Exercises:
[1] Write out the part of the piece below about the Norwegian Epic's power loss that begins with "The Norwegian Epic" and ends with "Juan, Puerto Rico.", matching its wording and punctuation.
[2] Please extend the piece below on the Norwegian Epic's power loss, not the records, by writing what comes after its last sentence.

Text provided:
- - - - - - -

Update: It appears that NCL is reportedly offering a pittance to the guests, only a 50% credit on a future cruise, and no refund of any kind. As one cruise passenger posted on Twitter:

The Norwegian Epic sustained power loss yesterday during its current cruise to the Caribbean, requiring the NCL cruise ship to divert to San Juan, Puerto Rico.

The Epic left Port Canaveral, Florida on February 9th heading toward Tortola, British Virgin Islands where it was scheduled to arrive this morning around 8:00 a.m. It was then scheduled to call on St Thomas, US Virgin Islands tomorrow (February 13th) and Great Stirrup Cay, Bahamas on February 15th before returning to Port Canaveral on February 16th.

The cruise ship reportedly sustained power loss to one or two engines (reports via social media vary) which reduced its speed to around 11 knots. It has slowly sailed a couple hundred miles toward San Juan for the last 24 hours. It is now approaching San Juan after NCL cancelled the ports of call on Tortola and St. Thomas yesterday.

I have received several emails from passengers on the ship as well as cruise guests’ family members asking for what options they have after the aborted cruise in question.

- - - - - - -

Input data:
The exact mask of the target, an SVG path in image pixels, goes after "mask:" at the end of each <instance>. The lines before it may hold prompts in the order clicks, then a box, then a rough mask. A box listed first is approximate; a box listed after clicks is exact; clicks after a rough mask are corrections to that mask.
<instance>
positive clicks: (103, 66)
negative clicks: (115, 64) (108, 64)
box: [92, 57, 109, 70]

- - - - - - -

Results for the exercise:
[1]
The Norwegian Epic sustained power loss yesterday during its current cruise to the Caribbean, requiring the NCL cruise ship to divert to San Juan, Puerto Rico.

[2]
It is anticipated that NCL will refer the guests to its terms and conditions which permit it to “cancel, advance, postpone or substitute any scheduled sailing or itinerary without prior notice” due to “mechanical difficulties or any other reason whatsoever.” It is largely a matter of whether NCL executives wish to extend good will to their customers.

Travelling with Bruce’s up-and-coming YouTube page (video bottom) was one of the first to report on the power failure. Cruise guests also left comments on Twitter.

Cruise guests Mr. Wozniak posted a humorous observation on Twitter yesterday, stating that he was on a “. . . broken cruise ship where everyone is freaking out. The people watching is amazing right now. You would think we were on the Titanic with the way some people are acting.”

This is not the first time in recent history that NCL has modified or cancelled cruises due to mechanical problems.

NCL cancelled a cruise on the Norwegian Jade due to an unspecified “mechanical issue” last November which left thousands of passengers in San Juan. NCL arranged for charter flights for many of its guests to fly back to Miami, and reimbursed those passengers who made their own flight arrangements. NCL also refunded the cruise fares and extended a future cruise credit based on the cruise fare paid.

Over one year ago, NCL had to suspend a cruise on the Norwegian Gem due to mechanical issues related to the ship’s azipod system. The cruise was suspended in Barbados. NCL flew the passengers back to New York and later offered a 25% discount on a future cruise.

The Norwegian Star underwent a series of azipod problems in December of 2016 and in January/February of 2017 during Asian and Australian itineraries, which resulted in cancellation of the cruises and refunds and cruise credits to the guests following widespread protests on the ship (photo above left).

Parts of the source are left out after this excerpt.